The frequency spectra in Figs. 3(b) and 3(d) are averages of three THz pulses in each set. The frequency independent part of water vapor refractivity is (n-1) = 61.6 x 10⁻⁶ in an atmosphere with RH 58% at 20 °C (density of 10 g/m³₎ [23]. The transit time of THz pulses through the 137 m total round-trip path in the RH (density 10 g/m³) controlled chamber is 27.9 ps longer, than for a dry chamber. By comparing the transmitted time difference $\Delta t$ of the sample and reference pulses with 27.9 ps / 10 g/m³, the relative water vapor density can be calculated to an accuracy of 0.04 g/m³, corresponding to RH 2%, and a 0.1 ps delay change.

In this work, the transit times of THz pulses are not only affected by various RH levels but also by the laser-clock drift and the drift in the long THz optical train. Firstly, the repetition (clock) rate of the Mode-locked laser is 89.6948xx MHz, measured to eight digits by a frequency counter, is quite stable to six digits during measurements. Frequency drift and some jitter occur in the last 2 digits as indicated by xx which illustrates a slow change in the optical clock rate of the order of 100 Hz.

• [ENTRIES PROVIDED]

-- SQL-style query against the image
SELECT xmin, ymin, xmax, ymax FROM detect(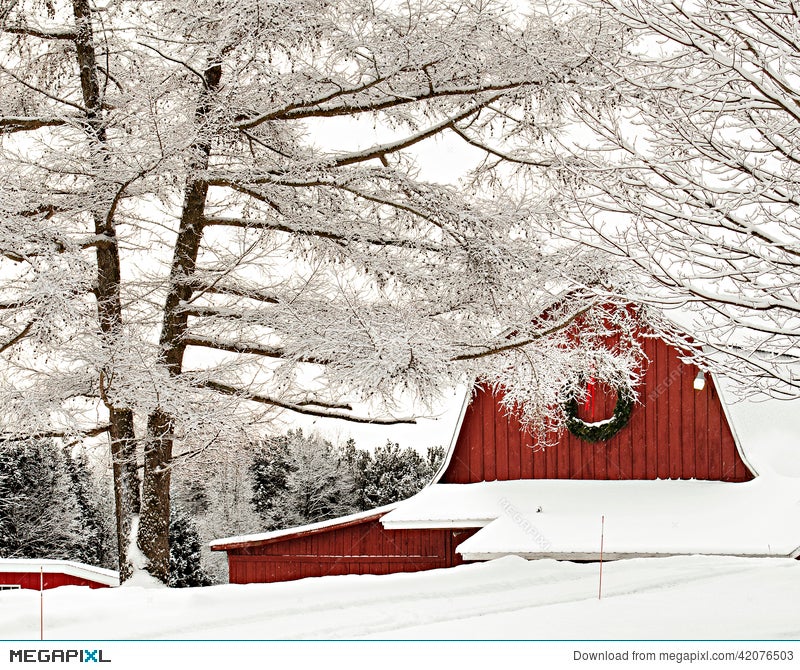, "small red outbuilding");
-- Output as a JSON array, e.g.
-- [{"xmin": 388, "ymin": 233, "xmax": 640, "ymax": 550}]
[
  {"xmin": 211, "ymin": 338, "xmax": 800, "ymax": 583},
  {"xmin": 0, "ymin": 558, "xmax": 119, "ymax": 591}
]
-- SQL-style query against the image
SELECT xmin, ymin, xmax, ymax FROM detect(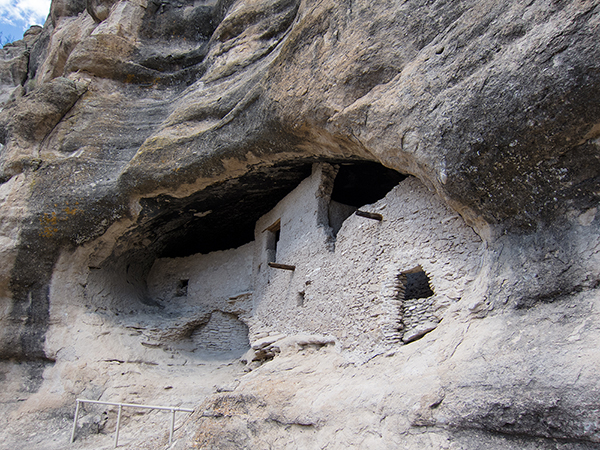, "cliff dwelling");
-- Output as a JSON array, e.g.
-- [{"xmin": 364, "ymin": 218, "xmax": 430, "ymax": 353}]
[
  {"xmin": 0, "ymin": 0, "xmax": 600, "ymax": 450},
  {"xmin": 120, "ymin": 163, "xmax": 481, "ymax": 353}
]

• [INSTRUCTIONS]
1. Condense the paragraph of the THz extract that begins "In this work, the transit times" into a short bulleted list that keeps its main facts.
2. For each statement below, state whether the THz extract supports it, answering yes or no and quoting the words that decide it. (a) The spectra in Figs. 3(b) and 3(d) average five THz pulses per set. (b) The total round-trip path of the THz pulses is 137 m. (c) The relative water vapor density can be calculated to an accuracy of 0.04 g/m³, which corresponds to RH 2%.

• [SOLUTIONS]
1.
- THz pulse transit times are affected by RH levels, by laser-clock drift, and by drift in the long THz optical train.
- The repetition (clock) rate of the mode-locked laser is 89.6948xx MHz. It was measured to eight digits with a frequency counter and stays stable to six digits during measurements.
- Frequency drift and some jitter occur in the last two digits (xx). This indicates a slow change in the optical clock rate of about 100 Hz.

2.
(a) No: "averages of three THz pulses in each set"
(b) Yes: "the 137 m total round-trip path"
(c) Yes: "to an accuracy of 0.04 g/m³, corresponding to RH 2%"